▶ THE PROBLEM: Reproduce the records below from the line containing "Teacher note: please indicate the shrub" through the end of the records, substituting "single point" for every occurrence of "single marker" and leaving everything else unchanged.

* Start INFORMATION SHOWN *

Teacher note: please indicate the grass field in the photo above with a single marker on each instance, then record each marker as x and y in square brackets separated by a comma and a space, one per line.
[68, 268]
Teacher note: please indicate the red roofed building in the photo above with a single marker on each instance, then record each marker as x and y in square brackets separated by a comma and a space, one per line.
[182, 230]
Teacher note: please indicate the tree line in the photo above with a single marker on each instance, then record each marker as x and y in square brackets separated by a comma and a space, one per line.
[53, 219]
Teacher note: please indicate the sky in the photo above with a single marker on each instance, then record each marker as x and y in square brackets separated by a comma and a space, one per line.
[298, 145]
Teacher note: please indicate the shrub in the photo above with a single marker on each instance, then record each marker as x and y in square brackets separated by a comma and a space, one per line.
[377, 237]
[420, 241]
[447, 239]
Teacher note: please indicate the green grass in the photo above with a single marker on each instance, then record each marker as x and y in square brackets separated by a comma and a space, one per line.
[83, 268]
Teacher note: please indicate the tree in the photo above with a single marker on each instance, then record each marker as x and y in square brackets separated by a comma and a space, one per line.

* End INFORMATION SHOWN *

▶ OUTPUT:
Teacher note: please indicate the shrub in the photo above with a single point on each instance, then record each marker as x and y in square brackets separated by a comma and a space, one per line.
[377, 237]
[420, 241]
[447, 239]
Teacher note: please indicate the green grass in the photo above with a single point on each instance, then record each marker as x and y in square brackets separated by a comma and a space, one per line.
[83, 268]
Teacher note: please indicate the tree in the photo above with a single point on each instance, then record each marker as x and y in square brackets separated by a comma and a space, one per line.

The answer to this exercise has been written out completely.